Exercise instructions: Reproduce the records in full, substituting "draw the boundary" for every occurrence of "trace the outline" and leaving everything else unchanged.

Data entries:
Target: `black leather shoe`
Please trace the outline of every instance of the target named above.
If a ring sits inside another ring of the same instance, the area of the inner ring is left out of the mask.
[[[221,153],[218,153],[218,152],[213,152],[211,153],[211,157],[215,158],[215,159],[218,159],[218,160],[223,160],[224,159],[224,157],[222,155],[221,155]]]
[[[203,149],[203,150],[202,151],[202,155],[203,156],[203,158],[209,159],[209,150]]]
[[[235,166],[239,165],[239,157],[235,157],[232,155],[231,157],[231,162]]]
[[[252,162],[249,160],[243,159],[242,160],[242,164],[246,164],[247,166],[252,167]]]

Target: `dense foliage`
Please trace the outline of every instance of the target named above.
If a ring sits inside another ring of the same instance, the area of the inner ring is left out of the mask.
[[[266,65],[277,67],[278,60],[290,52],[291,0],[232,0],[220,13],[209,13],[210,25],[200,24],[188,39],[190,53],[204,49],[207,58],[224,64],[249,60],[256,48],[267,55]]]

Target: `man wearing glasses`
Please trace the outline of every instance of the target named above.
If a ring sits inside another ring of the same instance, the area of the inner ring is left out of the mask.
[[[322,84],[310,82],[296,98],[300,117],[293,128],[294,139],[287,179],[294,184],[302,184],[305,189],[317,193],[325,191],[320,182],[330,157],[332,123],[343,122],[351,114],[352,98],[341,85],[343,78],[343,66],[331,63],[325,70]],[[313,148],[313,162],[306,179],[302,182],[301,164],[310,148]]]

Response for this exercise:
Target: `black leather shoe`
Please draw the boundary of every instance of the target named above.
If a ring sits inside another ring of the same instance, the area of the inner ring is left out of the mask.
[[[221,153],[218,153],[218,152],[213,152],[211,153],[211,157],[215,158],[215,159],[218,159],[218,160],[223,160],[224,159],[224,157],[222,155],[221,155]]]
[[[203,149],[203,150],[202,151],[202,155],[203,156],[203,158],[209,159],[209,150]]]
[[[235,166],[239,165],[239,157],[235,157],[232,155],[231,157],[231,162]]]
[[[252,162],[249,160],[243,159],[242,160],[242,164],[246,164],[247,166],[252,167]]]

Target: `dense foliage`
Please draw the boundary of every instance of the target named above.
If a ring sits inside another ring of the same instance, the area of the inner ring is left out of the mask.
[[[266,65],[277,67],[278,60],[290,52],[291,0],[232,0],[220,13],[209,13],[210,25],[200,24],[188,39],[190,53],[204,49],[207,58],[224,64],[249,60],[256,48],[267,55]]]

Target: `man wearing glasses`
Please draw the boundary of every instance of the target named above.
If a ring sits inside another ring of the same instance, the area of the inner ring is left out of the mask.
[[[322,84],[310,82],[296,98],[300,117],[293,128],[294,139],[287,179],[294,184],[302,184],[305,189],[317,193],[325,191],[320,182],[330,157],[332,123],[343,122],[351,114],[352,98],[341,85],[343,78],[343,66],[331,63],[325,70]],[[313,148],[313,162],[306,179],[302,182],[301,164],[310,148]]]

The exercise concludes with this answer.